**PROBLEM STATEMENT:**
Retype every record below exactly as it appears.

(Dataset entries)

------------------------------------------------------------------------

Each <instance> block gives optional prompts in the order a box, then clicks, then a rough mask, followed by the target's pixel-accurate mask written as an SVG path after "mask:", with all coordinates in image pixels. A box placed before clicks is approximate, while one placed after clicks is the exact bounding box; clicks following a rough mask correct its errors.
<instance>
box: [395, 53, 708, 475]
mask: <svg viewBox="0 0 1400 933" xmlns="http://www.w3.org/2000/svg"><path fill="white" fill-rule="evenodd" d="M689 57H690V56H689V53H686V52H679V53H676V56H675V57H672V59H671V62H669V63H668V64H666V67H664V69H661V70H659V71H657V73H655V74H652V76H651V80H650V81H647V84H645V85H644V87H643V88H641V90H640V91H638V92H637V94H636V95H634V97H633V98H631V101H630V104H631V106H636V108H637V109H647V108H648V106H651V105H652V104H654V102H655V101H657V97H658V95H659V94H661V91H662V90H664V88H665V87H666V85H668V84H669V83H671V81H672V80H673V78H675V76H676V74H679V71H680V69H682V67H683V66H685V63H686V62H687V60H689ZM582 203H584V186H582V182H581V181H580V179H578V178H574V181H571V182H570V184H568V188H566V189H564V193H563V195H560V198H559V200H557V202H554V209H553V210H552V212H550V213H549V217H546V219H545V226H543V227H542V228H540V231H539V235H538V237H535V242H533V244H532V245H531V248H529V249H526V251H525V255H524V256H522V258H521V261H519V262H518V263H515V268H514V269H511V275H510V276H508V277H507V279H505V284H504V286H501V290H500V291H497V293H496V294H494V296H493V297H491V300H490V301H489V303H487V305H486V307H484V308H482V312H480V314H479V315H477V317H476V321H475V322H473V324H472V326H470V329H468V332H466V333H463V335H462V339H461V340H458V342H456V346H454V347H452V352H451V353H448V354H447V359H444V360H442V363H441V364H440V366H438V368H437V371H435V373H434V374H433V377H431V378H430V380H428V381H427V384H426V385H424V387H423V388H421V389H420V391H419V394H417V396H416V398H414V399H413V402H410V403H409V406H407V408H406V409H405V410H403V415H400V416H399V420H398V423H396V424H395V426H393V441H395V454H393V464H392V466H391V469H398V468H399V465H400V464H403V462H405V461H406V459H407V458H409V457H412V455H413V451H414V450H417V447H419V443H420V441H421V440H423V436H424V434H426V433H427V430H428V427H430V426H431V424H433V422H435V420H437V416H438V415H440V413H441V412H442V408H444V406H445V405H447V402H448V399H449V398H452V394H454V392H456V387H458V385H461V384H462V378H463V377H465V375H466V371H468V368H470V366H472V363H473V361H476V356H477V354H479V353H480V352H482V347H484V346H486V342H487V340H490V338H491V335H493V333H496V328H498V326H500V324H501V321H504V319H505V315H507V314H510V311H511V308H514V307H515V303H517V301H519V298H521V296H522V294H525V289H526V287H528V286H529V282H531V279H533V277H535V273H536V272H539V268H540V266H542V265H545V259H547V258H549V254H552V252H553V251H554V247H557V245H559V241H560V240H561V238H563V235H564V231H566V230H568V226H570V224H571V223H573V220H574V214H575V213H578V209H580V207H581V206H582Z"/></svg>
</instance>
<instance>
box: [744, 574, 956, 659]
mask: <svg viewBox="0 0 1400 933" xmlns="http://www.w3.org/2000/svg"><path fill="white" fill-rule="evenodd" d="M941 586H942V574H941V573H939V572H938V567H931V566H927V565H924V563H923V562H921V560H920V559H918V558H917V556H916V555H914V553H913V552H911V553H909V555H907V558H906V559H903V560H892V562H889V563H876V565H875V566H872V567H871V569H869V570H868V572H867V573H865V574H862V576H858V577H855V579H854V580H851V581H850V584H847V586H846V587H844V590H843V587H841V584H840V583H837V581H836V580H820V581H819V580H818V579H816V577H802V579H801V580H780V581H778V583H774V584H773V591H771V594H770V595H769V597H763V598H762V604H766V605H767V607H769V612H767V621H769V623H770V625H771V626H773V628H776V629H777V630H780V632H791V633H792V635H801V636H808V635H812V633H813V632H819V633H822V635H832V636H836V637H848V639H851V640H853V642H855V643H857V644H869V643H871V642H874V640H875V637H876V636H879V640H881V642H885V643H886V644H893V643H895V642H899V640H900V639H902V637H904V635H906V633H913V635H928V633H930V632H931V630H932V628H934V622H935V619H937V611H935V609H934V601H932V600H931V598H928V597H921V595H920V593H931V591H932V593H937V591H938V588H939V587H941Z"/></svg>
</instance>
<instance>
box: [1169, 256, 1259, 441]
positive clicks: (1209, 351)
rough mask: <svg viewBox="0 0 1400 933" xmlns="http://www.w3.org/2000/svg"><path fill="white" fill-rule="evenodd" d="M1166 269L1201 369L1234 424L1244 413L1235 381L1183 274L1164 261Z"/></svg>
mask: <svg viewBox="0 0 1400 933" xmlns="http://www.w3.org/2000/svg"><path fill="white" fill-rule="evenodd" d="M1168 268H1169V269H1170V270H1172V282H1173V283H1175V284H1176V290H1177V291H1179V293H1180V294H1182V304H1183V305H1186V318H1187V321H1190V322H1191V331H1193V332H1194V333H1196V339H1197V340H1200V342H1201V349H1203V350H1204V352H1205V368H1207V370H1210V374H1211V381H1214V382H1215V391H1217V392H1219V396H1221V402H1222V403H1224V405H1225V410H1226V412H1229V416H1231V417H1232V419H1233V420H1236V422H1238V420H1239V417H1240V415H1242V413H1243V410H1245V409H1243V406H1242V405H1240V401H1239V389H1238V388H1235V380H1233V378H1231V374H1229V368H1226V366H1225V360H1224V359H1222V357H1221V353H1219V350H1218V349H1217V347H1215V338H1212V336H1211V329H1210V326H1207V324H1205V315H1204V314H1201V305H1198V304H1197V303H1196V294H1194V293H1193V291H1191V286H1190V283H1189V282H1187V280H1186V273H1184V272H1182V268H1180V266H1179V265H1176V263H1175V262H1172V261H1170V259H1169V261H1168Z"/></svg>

------------------------------------------------------------------------

**SOLUTION FOR THIS EXERCISE:**
Each <instance> block gives optional prompts in the order a box, then clicks, then a rough mask, followed by the target's pixel-accurate mask written as an SVG path after "mask:", with all coordinates in image pixels. A box placed before clicks is approximate, while one placed after clicks is the exact bounding box; clicks following a rough mask correct its errors.
<instance>
box: [395, 53, 708, 475]
mask: <svg viewBox="0 0 1400 933" xmlns="http://www.w3.org/2000/svg"><path fill="white" fill-rule="evenodd" d="M689 57H690V56H689V53H686V52H679V53H676V56H675V57H672V59H671V62H669V63H668V64H666V67H664V69H661V70H659V71H657V73H655V74H652V76H651V80H650V81H647V84H645V85H644V87H643V88H641V90H640V91H638V92H637V94H636V95H634V97H633V98H631V101H630V104H631V106H636V108H637V109H647V108H648V106H651V105H652V104H654V102H655V101H657V97H658V95H659V94H661V91H662V90H664V88H665V87H666V85H668V84H669V83H671V81H672V80H673V78H675V76H676V74H679V71H680V69H682V67H683V66H685V63H686V62H687V60H689ZM582 203H584V186H582V182H581V181H580V179H578V178H574V181H571V182H570V184H568V188H566V189H564V193H563V195H560V198H559V200H557V202H554V209H553V210H552V212H550V213H549V217H546V219H545V226H543V227H542V228H540V231H539V235H538V237H535V242H533V244H532V245H531V248H529V249H526V251H525V255H524V256H522V258H521V261H519V262H518V263H515V268H514V269H511V275H510V276H508V277H507V279H505V284H504V286H501V290H500V291H497V293H496V294H494V296H493V297H491V300H490V301H489V303H487V305H486V307H484V308H482V312H480V314H479V315H477V317H476V321H475V322H473V324H472V326H470V329H468V332H466V333H463V335H462V339H461V340H458V342H456V346H454V347H452V352H451V353H448V354H447V359H444V360H442V363H441V364H440V366H438V368H437V371H435V373H434V374H433V377H431V378H430V380H428V381H427V384H426V385H424V387H423V388H421V389H420V391H419V394H417V396H416V398H414V399H413V402H410V403H409V406H407V408H406V409H405V410H403V415H400V416H399V420H398V423H396V424H395V426H393V441H395V454H393V464H392V466H391V469H398V468H399V465H400V464H403V462H405V461H406V459H407V458H409V457H412V455H413V451H414V450H417V447H419V443H420V441H421V440H423V436H424V434H426V433H427V430H428V427H430V426H431V424H433V422H435V420H437V416H438V415H440V413H441V412H442V408H444V406H445V405H447V402H448V399H449V398H452V394H454V392H456V387H458V385H461V384H462V378H463V377H465V375H466V371H468V368H470V366H472V363H473V361H476V356H477V354H479V353H480V352H482V347H484V346H486V342H487V340H490V338H491V335H493V333H496V328H498V326H500V324H501V321H504V319H505V315H507V314H510V311H511V308H514V307H515V303H517V301H519V298H521V296H522V294H525V289H526V287H528V286H529V282H531V279H533V277H535V273H536V272H539V268H540V266H542V265H545V259H547V258H549V254H552V252H553V251H554V247H557V245H559V241H560V240H561V238H563V235H564V231H566V230H568V226H570V224H571V223H573V220H574V214H575V213H578V209H580V207H581V206H582Z"/></svg>
</instance>
<instance>
box: [744, 574, 956, 659]
mask: <svg viewBox="0 0 1400 933" xmlns="http://www.w3.org/2000/svg"><path fill="white" fill-rule="evenodd" d="M941 586H942V574H941V573H939V572H938V567H931V566H927V565H924V563H923V562H921V560H920V559H918V558H917V556H916V555H914V553H913V552H911V553H909V555H907V558H906V559H903V560H892V562H889V563H876V565H875V566H872V567H871V569H869V570H868V572H867V573H865V574H862V576H858V577H855V579H854V580H851V581H850V584H847V586H846V587H844V590H843V587H841V584H840V583H837V581H836V580H820V581H819V580H818V579H816V577H802V579H801V580H780V581H778V583H774V584H773V591H771V594H770V595H769V597H763V598H762V604H766V605H767V607H769V612H767V621H769V623H770V625H771V626H773V628H776V629H777V630H780V632H791V633H792V635H801V636H808V635H812V633H813V632H819V633H822V635H832V636H836V637H848V639H851V640H853V642H855V643H857V644H869V643H871V642H874V640H875V637H876V636H879V640H881V642H885V643H886V644H893V643H895V642H899V640H900V639H902V637H904V635H906V633H913V635H928V633H930V632H931V630H932V628H934V622H935V619H937V611H935V609H934V601H932V600H931V598H928V597H921V595H920V593H931V591H932V593H937V591H938V588H939V587H941Z"/></svg>
</instance>
<instance>
box: [1169, 256, 1259, 441]
positive clicks: (1209, 351)
rough mask: <svg viewBox="0 0 1400 933" xmlns="http://www.w3.org/2000/svg"><path fill="white" fill-rule="evenodd" d="M1166 269L1201 369L1234 424L1244 413L1235 381L1183 274L1164 261Z"/></svg>
mask: <svg viewBox="0 0 1400 933" xmlns="http://www.w3.org/2000/svg"><path fill="white" fill-rule="evenodd" d="M1168 268H1169V269H1170V270H1172V282H1173V283H1175V284H1176V290H1177V291H1179V293H1180V294H1182V304H1183V305H1186V318H1187V321H1190V322H1191V331H1193V332H1194V333H1196V339H1197V340H1200V342H1201V349H1203V350H1204V352H1205V368H1207V370H1210V374H1211V381H1214V382H1215V391H1217V392H1219V396H1221V402H1222V403H1224V405H1225V410H1226V412H1229V416H1231V417H1232V419H1233V420H1236V422H1238V420H1239V417H1240V415H1242V413H1243V410H1245V409H1243V406H1242V405H1240V401H1239V389H1238V388H1235V380H1233V378H1231V374H1229V368H1226V366H1225V360H1224V359H1222V357H1221V353H1219V350H1218V349H1217V347H1215V338H1212V336H1211V329H1210V326H1207V324H1205V315H1204V314H1201V305H1198V304H1197V303H1196V294H1194V293H1193V291H1191V286H1190V283H1189V282H1187V280H1186V273H1184V272H1182V268H1180V266H1179V265H1176V263H1175V262H1172V261H1170V259H1169V261H1168Z"/></svg>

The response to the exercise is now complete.